[Text Boundary: Start]

RBL-2H3 cells were harvested and lysed with RIPA buffer containing 2 mM EDTA, 137 mM NaCl, 20 mM Tris-HCl (pH 8.0), 1 mM sodium vanadate, 10 mM NaF, 1 mM PMSF, 1% Triton X-100, 10% glycerol, and a protease inhibitor cocktail. The protein concentration of each sample was determined using the Bradford assay kit (Bio-Rad, CA, USA) according to the manufacturer’s instructions. The whole lysates were analyzed using sodium dodecyl sulfate-polyacrylamide gel electrophoresis (SDS-PAGE) on 10–15% polyacrylamide gels. The proteins were transferred to PVDF membranes (Bio-Rad, Hercules, CA, USA). The membranes were blocked overnight at 4 °C in Tris-buffered saline containing 0.1% Tween-20 (TBS-T) and 5% skimmed milk powder and then incubated with each primary antibody. Antibodies against Syk, phospho-Syk, phospho-p44/42 MAP kinase (Thr 202/Tyr 204), p44/42 MAP kinase, Akt, and phospho-Akt were obtained from Cell Signaling (Beverly, MA, USA). Blots were washed with TBS-T and incubated with secondary antibody conjugated with horseradish peroxidase. Proteins were detected using an enhanced chemiluminescence detection reagent for immunoblot analysis (GE Healthcare, Buckinghamshire, UK).

RNA preparation and real-time PCR

Total RNA was isolated using Tri reagent (Sigma–Aldrich, St, Louis, MO, USA) according to the manufacturer’s instructions. The concentration of total RNA was determined using a spectrophotometer (GE Healthcare, Buckinghamshire, UK). Total RNA was used as a template for cDNA synthesis, which was performed using a cDNA synthesis kit (Takara Bio, Shiga, Japan). Real-time PCR analysis was carried out using SYBR Green I and a Lightcycler ® 96 instrument (Roche, Basel, Switzerland). The following primers were used: mouse IL-4 (interleukin 4) sense 5′-GGTCTCAACCCCCAGCTAGT-3′; IL-4 antisense 5′-GCCGATGATCTCTCTCAAGTGA-3′; mouse IL-13 (interleukin 13) sense 5′-CCTGGCTCTTGCTTGCCTT-3′; IL-13 antisense 5′-GGTCTTGTGTGATGTTGCTCA-3′; mouse TNF-α sense 5′-CTGTAGCCCACGTCGTAGC-3′; TNF-α antisense 5′-TTGAGATCCATGCCGTTG-3′; mouse β-actin sense 5′-ATGCCATCCTGCGTCTGGACCTGGC-3′; and β-actin antisense 5′-AGCATTTGCGGTGCACGATGGAGGG-3′. Reactions were carried out for 35 cycles of denaturation, annealing, and extension at 94 °C for 60 s, 49 °C for 45 s, and 72 °C for 45 s, respectively.

[Text Boundary: End]
[Given entries Boundary: Start]

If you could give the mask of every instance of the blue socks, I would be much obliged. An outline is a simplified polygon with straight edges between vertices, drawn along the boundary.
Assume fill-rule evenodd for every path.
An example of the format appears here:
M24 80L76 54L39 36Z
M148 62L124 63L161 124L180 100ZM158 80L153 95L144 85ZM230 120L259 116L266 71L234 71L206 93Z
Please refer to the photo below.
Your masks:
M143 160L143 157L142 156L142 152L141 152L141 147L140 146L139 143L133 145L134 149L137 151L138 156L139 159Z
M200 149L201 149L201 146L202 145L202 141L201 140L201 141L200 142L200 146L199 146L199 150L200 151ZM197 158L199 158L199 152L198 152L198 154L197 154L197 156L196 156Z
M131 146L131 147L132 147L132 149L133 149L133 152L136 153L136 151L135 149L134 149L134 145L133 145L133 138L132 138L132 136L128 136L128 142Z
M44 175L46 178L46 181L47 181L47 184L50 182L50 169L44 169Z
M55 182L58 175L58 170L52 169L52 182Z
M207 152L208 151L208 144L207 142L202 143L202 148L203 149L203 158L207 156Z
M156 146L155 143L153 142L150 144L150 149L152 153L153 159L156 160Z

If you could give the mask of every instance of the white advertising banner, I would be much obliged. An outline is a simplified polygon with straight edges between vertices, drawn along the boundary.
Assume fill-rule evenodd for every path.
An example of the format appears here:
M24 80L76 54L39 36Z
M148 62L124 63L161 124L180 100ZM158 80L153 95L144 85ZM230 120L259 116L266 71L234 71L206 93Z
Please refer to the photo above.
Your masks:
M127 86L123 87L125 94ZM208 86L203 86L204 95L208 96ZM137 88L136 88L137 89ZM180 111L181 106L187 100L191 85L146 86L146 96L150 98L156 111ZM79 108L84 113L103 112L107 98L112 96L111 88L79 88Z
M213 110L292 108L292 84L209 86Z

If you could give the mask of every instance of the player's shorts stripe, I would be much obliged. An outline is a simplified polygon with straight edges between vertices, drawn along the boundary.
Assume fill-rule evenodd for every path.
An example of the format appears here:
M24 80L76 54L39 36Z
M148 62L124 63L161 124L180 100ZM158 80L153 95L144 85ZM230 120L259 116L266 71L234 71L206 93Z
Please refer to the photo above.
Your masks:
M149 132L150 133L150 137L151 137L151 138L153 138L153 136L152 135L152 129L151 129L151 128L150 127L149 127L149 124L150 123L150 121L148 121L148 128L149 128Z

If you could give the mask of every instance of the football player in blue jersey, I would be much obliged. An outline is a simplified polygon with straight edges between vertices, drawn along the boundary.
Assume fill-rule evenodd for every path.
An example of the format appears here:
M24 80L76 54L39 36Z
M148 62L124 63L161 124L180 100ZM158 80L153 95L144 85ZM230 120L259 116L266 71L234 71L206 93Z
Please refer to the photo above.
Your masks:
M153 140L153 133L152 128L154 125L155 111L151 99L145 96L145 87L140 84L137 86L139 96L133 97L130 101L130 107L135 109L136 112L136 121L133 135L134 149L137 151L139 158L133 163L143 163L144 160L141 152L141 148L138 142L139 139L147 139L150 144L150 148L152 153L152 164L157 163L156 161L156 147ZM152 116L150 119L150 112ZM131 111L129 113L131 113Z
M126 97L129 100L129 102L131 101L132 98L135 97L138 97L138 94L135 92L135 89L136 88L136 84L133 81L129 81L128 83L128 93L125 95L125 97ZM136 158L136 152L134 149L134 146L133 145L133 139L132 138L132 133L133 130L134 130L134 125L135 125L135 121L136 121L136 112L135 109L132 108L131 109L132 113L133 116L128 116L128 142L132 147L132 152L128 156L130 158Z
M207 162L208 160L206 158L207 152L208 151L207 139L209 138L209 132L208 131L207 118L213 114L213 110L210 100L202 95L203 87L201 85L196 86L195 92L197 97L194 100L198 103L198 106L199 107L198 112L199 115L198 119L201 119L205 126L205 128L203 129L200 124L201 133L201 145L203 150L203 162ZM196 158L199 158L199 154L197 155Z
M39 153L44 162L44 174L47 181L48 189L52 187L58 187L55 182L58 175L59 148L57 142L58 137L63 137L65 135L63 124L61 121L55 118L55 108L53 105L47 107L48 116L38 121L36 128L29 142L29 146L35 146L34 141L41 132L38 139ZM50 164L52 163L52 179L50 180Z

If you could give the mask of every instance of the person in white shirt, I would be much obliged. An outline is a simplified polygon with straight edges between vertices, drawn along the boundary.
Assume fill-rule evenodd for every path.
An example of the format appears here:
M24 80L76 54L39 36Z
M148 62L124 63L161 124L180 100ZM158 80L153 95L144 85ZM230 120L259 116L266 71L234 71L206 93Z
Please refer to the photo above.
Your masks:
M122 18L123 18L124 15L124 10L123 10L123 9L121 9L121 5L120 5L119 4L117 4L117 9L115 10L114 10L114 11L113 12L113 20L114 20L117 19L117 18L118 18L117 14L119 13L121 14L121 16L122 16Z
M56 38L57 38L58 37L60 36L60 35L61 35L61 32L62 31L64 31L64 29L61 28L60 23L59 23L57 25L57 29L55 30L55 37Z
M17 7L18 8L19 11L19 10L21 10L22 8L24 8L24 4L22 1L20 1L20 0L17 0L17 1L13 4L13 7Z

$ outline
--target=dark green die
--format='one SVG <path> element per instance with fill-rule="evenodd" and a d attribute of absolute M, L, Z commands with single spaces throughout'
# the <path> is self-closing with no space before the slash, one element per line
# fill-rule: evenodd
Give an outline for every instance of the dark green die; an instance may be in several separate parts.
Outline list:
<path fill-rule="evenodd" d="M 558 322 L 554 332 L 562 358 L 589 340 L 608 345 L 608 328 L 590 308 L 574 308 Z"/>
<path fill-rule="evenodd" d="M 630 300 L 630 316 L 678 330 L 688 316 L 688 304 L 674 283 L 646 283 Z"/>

[Given entries Boundary: End]

What needs to be done: According to the RNA preparation and real-time PCR section, what purpose did the isolated total RNA serve, and with what was that step carried out?

Solution to this problem: The total RNA served as the template for cDNA synthesis. That synthesis was performed with a cDNA synthesis kit from Takara Bio (Shiga, Japan).